__Source excerpt__:
-- Begin --
New Jersey Supreme Court


Decided: May 22, 1941.

CITY BANK FARMERS TRUST COMPANY AND FREDERICK J. LUEDERS, AS EXECUTORS OF THE LAST WILL AND TESTAMENT OF FREDERICK GEORGE LUEDERS, DECEASED, PROSECUTORS,
v.
J. H. THAYER MARTIN, STATE TAX COMMISSIONER, RESPONDENT

On certiorari.

For the prosecutors, Milton, McNulty & Augelli (John Milton, Thomas McNulty and Walter E. Cooper).

For the respondent, David T. Wilentz and William A. Moore.

Before Justices Bodine, Perskie and Porter.

Bodine

[126 NJL Page 506]

BODINE, J. The writ was allowed to review an affirmance in the Prerogative Court of a transfer inheritance tax.

The transfer was made more than two years before the donor's death. The proofs justify us, as they did the Vice-Ordinary, in holding that the transfer was made in contemplation of death. The transfer was by way of the creation of a trust estate of most of the settlor's property for the benefit of his wife and children. At the time he was 73 years of age. He had retired as president of his company and occupied the less active position of chairman of the board. That he was not capable of carrying on is clearly indicated. He was an emotional, feeble old man who became much disturbed at the thought of the loss of an associate. His outward health may have seemed good for one of his age. But since the property conveyed was practically his entire estate and the beneficiaries

[126 NJL Page 507]

were those to whom his estate would normally go, it seems that the purpose to evade the tax was clearly established.

The Vice-Ordinary imposed a tax upon the transfer as of the date made. This was error. Sometime after the transfer, decedent found that he would be obliged to endorse notes for his company if it were to survive. His wife was asked if she would revoke the trust and turn his estate back to him. This she was willing to do, but was advised to create a trust of her own estate for the benefit of the decedent and give him power to revoke. The result was substantially a return of his property save about $50,000. The securities were much of the same sort. Instead of handing back the securities he had given her, she took them from her box. The substance of the transaction was a return. Hence, only that not returned is taxable as a transfer in contemplation of death.

The tax should be imposed as of the date of the death on the value of the securities not returned, for the reason expressed in Wimpfheimer v. Martin, 126 N.J.L. 502.

We are in accord with the views of the Vice-Ordinary that the power of appointment given to the widow required the valuation of the entire estate passing by will as of the time of death.

The tax, in so far as it is inconsistent with this opinion, is set aside.
-- End --
__What this exercise asks__:
[1] Revise the inheritance tax opinion by restating it, starting at "J. H. THAYER" and ending at "William A. Moore.", with "certiorari" replaced by "writ of certiorari".
[2] For each statement below, indicate whether it agrees with the inheritance tax opinion, and support each yes or no with the deciding words quoted from the opinion. (a) The transfer was made less than two years before the donor's death. (b) The settlor was 73 years of age when the transfer was made. (c) The Vice-Ordinary was correct to impose the tax as of the date the transfer was made.
[3] According to the inheritance tax opinion, what position did the settlor hold after retiring as president of his company?

__Extracted entries__:
-- Begin --
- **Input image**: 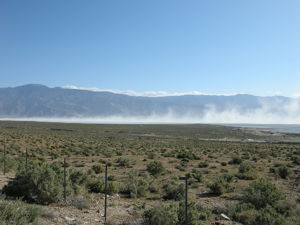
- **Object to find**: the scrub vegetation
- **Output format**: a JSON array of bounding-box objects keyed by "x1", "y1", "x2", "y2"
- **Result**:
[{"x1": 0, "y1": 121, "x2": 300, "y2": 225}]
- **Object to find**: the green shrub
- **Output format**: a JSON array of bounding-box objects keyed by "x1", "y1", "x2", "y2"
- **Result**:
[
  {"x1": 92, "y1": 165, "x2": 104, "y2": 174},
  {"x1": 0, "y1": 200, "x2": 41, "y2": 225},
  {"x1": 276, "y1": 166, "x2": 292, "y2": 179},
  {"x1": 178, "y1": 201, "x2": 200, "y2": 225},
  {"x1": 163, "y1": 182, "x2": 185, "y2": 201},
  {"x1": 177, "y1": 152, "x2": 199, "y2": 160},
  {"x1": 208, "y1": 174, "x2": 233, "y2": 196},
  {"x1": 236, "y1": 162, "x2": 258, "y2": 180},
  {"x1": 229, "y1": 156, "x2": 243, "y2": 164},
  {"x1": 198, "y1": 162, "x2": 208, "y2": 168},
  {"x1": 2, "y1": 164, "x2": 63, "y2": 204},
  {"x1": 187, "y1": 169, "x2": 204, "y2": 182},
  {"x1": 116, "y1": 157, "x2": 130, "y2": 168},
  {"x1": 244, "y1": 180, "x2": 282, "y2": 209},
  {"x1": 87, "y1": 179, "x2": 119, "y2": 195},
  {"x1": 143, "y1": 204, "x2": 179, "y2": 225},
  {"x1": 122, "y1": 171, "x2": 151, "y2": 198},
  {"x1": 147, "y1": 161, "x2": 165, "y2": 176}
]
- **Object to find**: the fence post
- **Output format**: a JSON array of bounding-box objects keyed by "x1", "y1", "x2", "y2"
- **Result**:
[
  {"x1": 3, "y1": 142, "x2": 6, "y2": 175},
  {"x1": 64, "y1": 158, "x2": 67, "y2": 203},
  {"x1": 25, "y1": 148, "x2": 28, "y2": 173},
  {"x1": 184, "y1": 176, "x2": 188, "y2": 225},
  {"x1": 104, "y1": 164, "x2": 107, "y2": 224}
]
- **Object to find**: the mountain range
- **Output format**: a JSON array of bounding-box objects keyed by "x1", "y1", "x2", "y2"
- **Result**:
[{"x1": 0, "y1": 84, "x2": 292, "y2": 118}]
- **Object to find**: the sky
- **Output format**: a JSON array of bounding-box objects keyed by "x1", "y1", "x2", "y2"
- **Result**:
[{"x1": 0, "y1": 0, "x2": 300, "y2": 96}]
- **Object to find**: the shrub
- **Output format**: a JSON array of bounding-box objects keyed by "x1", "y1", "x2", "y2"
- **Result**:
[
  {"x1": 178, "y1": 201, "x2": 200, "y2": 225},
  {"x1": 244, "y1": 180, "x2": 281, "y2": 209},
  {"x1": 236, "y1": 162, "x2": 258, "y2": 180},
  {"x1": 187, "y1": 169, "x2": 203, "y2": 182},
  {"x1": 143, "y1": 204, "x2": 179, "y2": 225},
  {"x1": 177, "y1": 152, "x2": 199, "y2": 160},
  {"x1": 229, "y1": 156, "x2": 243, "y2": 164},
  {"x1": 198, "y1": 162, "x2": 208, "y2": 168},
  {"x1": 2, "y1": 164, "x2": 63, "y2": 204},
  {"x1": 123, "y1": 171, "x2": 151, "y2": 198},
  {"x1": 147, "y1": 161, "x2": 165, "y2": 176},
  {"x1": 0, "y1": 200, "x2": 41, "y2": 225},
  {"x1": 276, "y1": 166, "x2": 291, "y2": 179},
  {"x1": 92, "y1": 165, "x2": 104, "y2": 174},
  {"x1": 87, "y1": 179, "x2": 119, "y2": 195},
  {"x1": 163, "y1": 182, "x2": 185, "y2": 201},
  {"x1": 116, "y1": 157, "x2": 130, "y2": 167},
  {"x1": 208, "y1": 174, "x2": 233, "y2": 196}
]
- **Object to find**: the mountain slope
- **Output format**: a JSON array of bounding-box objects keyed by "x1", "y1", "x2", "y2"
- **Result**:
-- End --
__Answers to the exercise__:
[1]
J. H. THAYER MARTIN, STATE TAX COMMISSIONER, RESPONDENT

On writ of certiorari.

For the prosecutors, Milton, McNulty & Augelli (John Milton, Thomas McNulty and Walter E. Cooper).

For the respondent, David T. Wilentz and William A. Moore.

[2]
(a) No: "The transfer was made more than two years before the donor's death."
(b) Yes: "At the time he was 73 years of age."
(c) No: "The Vice-Ordinary imposed a tax upon the transfer as of the date made. This was error."

[3] Chairman of the board.